Material for this task>
☆ ☆ ☆
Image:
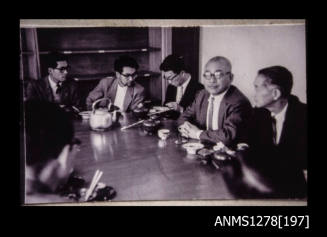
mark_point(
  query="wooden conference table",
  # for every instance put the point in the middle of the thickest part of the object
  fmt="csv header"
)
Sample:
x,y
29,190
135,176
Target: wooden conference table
x,y
140,166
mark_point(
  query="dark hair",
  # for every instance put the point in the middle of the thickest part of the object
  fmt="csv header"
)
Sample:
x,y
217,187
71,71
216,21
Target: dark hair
x,y
279,76
48,129
174,63
54,57
125,61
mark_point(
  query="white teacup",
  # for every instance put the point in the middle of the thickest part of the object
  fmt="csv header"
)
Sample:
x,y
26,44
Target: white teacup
x,y
163,133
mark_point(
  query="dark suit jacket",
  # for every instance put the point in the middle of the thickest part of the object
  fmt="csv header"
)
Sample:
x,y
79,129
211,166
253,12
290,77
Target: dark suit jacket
x,y
234,113
188,97
41,90
107,88
281,164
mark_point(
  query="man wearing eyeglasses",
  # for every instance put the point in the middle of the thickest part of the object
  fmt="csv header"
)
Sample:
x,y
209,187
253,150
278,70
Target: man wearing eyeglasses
x,y
122,90
55,87
220,112
182,88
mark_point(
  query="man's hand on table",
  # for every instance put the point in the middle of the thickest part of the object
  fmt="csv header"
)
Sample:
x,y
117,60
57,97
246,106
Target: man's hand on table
x,y
189,130
175,106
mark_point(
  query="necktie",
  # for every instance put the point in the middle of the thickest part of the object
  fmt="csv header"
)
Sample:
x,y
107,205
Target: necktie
x,y
179,94
58,88
210,113
274,130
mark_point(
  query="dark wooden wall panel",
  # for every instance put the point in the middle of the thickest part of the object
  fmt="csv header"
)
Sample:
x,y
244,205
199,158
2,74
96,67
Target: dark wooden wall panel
x,y
88,64
92,38
185,42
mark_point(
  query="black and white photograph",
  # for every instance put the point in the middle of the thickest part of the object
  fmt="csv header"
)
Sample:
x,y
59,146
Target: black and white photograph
x,y
167,112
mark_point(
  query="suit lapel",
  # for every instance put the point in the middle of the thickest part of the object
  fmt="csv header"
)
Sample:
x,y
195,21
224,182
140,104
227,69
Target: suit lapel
x,y
48,90
128,97
113,90
223,106
286,126
187,93
203,109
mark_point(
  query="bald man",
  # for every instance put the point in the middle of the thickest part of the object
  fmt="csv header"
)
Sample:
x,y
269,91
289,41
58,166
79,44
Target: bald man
x,y
220,112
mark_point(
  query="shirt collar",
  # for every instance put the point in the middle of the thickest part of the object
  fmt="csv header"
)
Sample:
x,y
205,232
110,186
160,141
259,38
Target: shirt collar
x,y
281,114
184,85
52,83
219,97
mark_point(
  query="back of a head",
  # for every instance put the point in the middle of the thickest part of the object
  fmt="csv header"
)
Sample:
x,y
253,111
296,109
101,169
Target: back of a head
x,y
173,63
125,61
280,76
221,60
48,129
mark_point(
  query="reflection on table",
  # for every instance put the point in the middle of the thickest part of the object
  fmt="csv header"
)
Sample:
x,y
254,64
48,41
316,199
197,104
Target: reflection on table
☆ ☆ ☆
Task details> Pictures are to be dropped, and every record is to be copied exactly.

Answer space>
Image:
mark_point(
  query="wooden conference table",
  # for every instance put the point in the middle of the thickest part of the object
  fmt="csv header"
)
Sample:
x,y
29,190
135,176
Target: wooden conference table
x,y
140,166
mark_point(
  query="dark hair",
  # for every instance put the point in the middle of the thickest part of the object
  fmt="csv header"
)
Sample:
x,y
217,187
71,71
216,21
Target: dark hair
x,y
279,76
48,129
174,63
54,57
125,61
mark_point(
  query="white teacup",
  # for every instance put the point in the middle of the thickest part of the object
  fmt="csv header"
)
Sample:
x,y
26,44
Target: white teacup
x,y
163,133
mark_point(
  query="dark suit jacket",
  # for every instance put the point in the middle of the thickest part of the object
  fmt="csv header"
)
Sample:
x,y
79,129
211,166
253,12
290,77
Target: dark suit jacket
x,y
234,113
188,97
41,90
107,88
281,164
mark_point(
  query="man wearing eyeglasses",
  # for every instance put the point in the middle of the thickest part of the object
  fmt="csv header"
)
Sample:
x,y
209,187
253,150
278,70
Target: man wearing eyeglasses
x,y
122,90
55,87
220,112
182,88
mark_point(
  query="man's hand on table",
  # for every instance put the point in the middle of the thickest part of the object
  fmt="csv header"
)
Sample:
x,y
117,60
57,97
246,106
Target: man's hand on table
x,y
189,130
175,106
mark_point(
  query="necktie",
  # for every instance put the point in the middle of the thickest part of the object
  fmt="csv header"
)
Sample:
x,y
107,205
Target: necktie
x,y
179,94
58,88
210,113
274,130
mark_point(
  query="dark wooden wall panel",
  # for every instance put the point in the middle of the thickest part of the object
  fmt="csv header"
)
Sample:
x,y
244,205
199,158
2,74
96,67
Target: dark wooden wall panel
x,y
88,64
92,38
185,42
mark_point(
  query="black and white photograph",
  # for every instance put the point in the middle of the thickest part of the object
  fmt="csv header"
)
Sample:
x,y
59,146
Target: black and white photograph
x,y
167,112
mark_point(
  query="suit lapel",
  # for every instance put the point in the middle of the thickest part of the object
  fmt="csv header"
)
Sample:
x,y
195,21
224,182
140,104
227,69
Target: suit lapel
x,y
48,90
128,97
113,90
223,106
286,126
187,93
203,109
mark_point(
  query="bald man",
  # for every instance put the point in the middle of the thickest part of the object
  fmt="csv header"
)
Sample:
x,y
269,91
289,41
58,166
79,44
Target: bald man
x,y
220,112
mark_point(
  query="shirt collar",
  # for every instance put the point in the middle of the thickest part of the object
  fmt="csv header"
)
Sample:
x,y
205,232
110,186
160,141
259,38
Target: shirt collar
x,y
281,114
184,85
52,83
219,97
mark_point(
  query="back of a head",
  # for every instance put the point in the middle of the thickest part of the object
  fmt="csv header"
)
Sample:
x,y
253,111
296,109
101,169
Target: back of a head
x,y
173,63
125,61
280,76
221,60
48,129
mark_point(
  query="reflection on table",
  # for every instance put the point in the middle of the thickest part of the object
  fmt="csv header"
)
Sample:
x,y
254,64
48,41
316,199
197,104
Target: reflection on table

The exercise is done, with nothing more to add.